• Given passage
MARY, THE BRIDE OF GOD
PART 3: “BRIDE” OF THE PRIEST
Though this series of articles focuses on Mary as Bride of God, we should also examine a related phenomenon: some monks and priests in past centuries saw Mary as their own heavenly “Bride” or “Wife”!
This view of Our Lady seems to have originated in the courtly love songs of twelfth-century France. Originally sung in praise of an unattainable noblewoman, this poetic genre soon became “spiritualized”, with Mary, the Queen of Heaven, as the new object of love and praise. Mary’s “troubadors” would sing of her as the ideal “Lady” in the heavenly court, all-beautiful with no flaws, and thus the ideal lady love or spouse.
Despite the occasional excesses of this genre, its presentation of Mary as a heavenly love interest seems to have appealed to certain priests and monks, who may not have felt entirely comfortable with the idea of having Christ as their Bridegroom. Thus began the devotion to Mary as Bride/Wife of priests, and the accompanying practice of “mystical marriage” to the Virgin. This provided some male mystics with their own equivalent to mystical marriage to Christ, common among their female counterparts. While Saint Gertrude the Great and other medieval nuns engaged in Theogamy (marriage to God), many of their male contemporaries sought what we might call “Mariogamy”, or mystical espousal to Our Lady.
Saint Robert of Molesmes, founder of the Cistercian order, is said to have entered into such a mystical marriage with Our Lady. A painting in San Bernardo alle Terme in Rome depicts an apparition of the Madonna and Child to St. Robert, in which Mary places a wedding ring on the saint’s finger1. Saint Edmund Rich, the Archbishop of Canterbury (1170-1240), took a vow of perpetual virginity before a statue of Our Lady and placed on the statue’s finger a golden ring with the words Ave Maria engraved on it 2.
Legends about men who plighted their troth to the Virgin abounded during the High Middle Ages. But as the centuries passed, the practice of Mariogamy gradually faded. By the Late Middle Ages, few engaged in this devotion. One noteable exception is Blessed Alain de la Roche (1428?-1475), promoter of the Rosary and founder of medieval Rosary Confraternities. Like male Marian devotees of the past, Alain wore a ring on his finger to symbolize his “marriage” to Mary 3.

• Records to use
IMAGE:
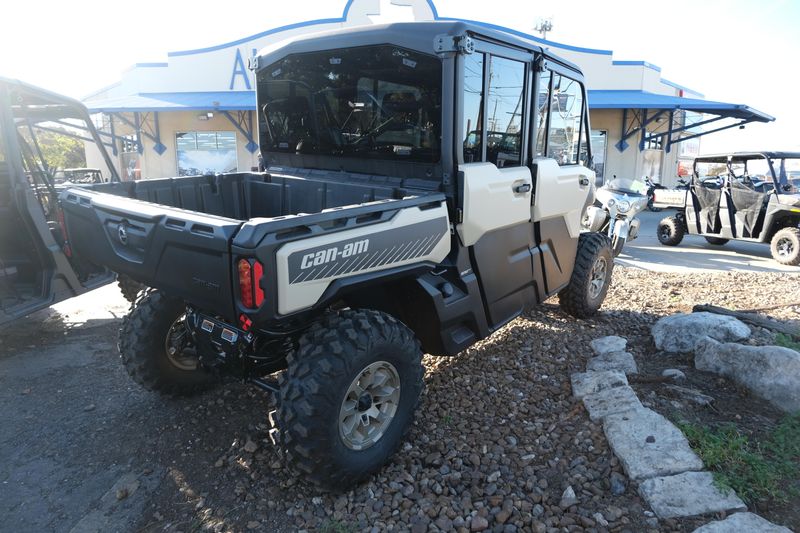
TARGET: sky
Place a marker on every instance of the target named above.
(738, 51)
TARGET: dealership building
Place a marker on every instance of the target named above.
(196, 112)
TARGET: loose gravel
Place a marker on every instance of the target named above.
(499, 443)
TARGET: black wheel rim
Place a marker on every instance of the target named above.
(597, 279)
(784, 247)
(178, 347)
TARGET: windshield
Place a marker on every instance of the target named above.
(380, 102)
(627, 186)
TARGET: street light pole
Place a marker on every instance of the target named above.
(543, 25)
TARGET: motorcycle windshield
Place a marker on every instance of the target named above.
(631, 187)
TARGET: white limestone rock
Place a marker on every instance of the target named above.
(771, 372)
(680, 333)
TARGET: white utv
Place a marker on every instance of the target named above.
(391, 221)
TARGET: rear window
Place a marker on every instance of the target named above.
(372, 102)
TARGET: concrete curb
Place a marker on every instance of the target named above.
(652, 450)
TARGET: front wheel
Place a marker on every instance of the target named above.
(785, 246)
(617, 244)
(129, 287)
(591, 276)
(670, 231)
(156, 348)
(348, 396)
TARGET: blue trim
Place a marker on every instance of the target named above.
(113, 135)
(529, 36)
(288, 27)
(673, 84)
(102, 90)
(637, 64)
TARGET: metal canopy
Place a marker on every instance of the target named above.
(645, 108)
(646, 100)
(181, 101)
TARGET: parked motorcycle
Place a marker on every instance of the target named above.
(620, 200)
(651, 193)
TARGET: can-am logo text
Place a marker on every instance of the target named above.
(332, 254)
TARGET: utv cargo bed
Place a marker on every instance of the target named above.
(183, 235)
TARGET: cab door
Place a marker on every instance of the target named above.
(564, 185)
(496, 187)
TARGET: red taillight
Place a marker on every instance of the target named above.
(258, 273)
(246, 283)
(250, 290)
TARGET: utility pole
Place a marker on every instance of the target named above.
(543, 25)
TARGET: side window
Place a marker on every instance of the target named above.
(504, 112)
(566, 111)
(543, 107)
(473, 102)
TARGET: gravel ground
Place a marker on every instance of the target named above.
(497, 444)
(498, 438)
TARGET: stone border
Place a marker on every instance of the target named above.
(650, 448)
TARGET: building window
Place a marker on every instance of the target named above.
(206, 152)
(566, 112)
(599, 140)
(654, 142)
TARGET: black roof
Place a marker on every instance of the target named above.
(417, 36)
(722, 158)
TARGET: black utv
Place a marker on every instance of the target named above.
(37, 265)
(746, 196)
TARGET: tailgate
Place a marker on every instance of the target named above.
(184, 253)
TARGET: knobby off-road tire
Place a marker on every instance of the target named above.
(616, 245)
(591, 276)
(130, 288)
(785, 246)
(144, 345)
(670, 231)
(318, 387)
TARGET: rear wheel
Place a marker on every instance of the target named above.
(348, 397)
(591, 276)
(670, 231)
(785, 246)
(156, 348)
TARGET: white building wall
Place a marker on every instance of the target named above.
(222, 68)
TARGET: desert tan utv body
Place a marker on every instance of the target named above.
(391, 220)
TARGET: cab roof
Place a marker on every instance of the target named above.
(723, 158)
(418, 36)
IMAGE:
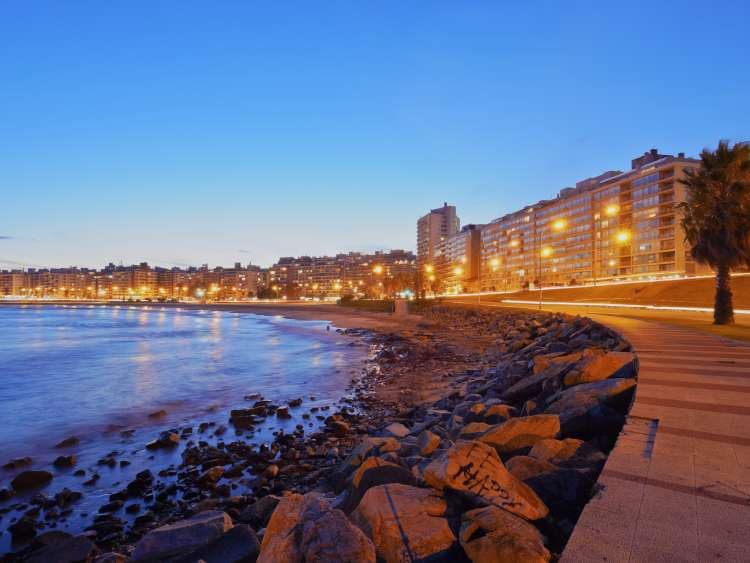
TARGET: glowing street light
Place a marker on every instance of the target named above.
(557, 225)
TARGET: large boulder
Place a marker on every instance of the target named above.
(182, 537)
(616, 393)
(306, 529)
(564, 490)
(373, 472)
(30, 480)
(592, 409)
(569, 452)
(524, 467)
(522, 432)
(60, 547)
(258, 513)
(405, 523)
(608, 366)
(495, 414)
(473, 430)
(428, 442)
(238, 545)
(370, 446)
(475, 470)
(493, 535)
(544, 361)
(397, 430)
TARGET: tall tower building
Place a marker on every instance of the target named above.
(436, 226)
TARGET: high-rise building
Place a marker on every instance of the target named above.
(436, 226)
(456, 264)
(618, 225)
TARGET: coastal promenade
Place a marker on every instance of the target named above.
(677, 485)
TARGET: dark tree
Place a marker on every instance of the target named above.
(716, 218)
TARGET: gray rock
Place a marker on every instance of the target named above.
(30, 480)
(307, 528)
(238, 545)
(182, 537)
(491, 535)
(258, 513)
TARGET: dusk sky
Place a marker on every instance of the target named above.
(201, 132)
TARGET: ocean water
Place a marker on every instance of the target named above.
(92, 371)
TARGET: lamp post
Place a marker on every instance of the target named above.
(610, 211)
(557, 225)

• Task instructions
A - In the passage on Mary as Bride of God, what words were engraved on the golden ring that Saint Edmund Rich placed on the statue's finger?
B - Report every line in the rows that contains the string "wheel", treating uppercase and lowercase letters as different.

• Answers to the exercises
A - Ave Maria

B -
TARGET: black wheel rim
TARGET: front wheel
TARGET: rear wheel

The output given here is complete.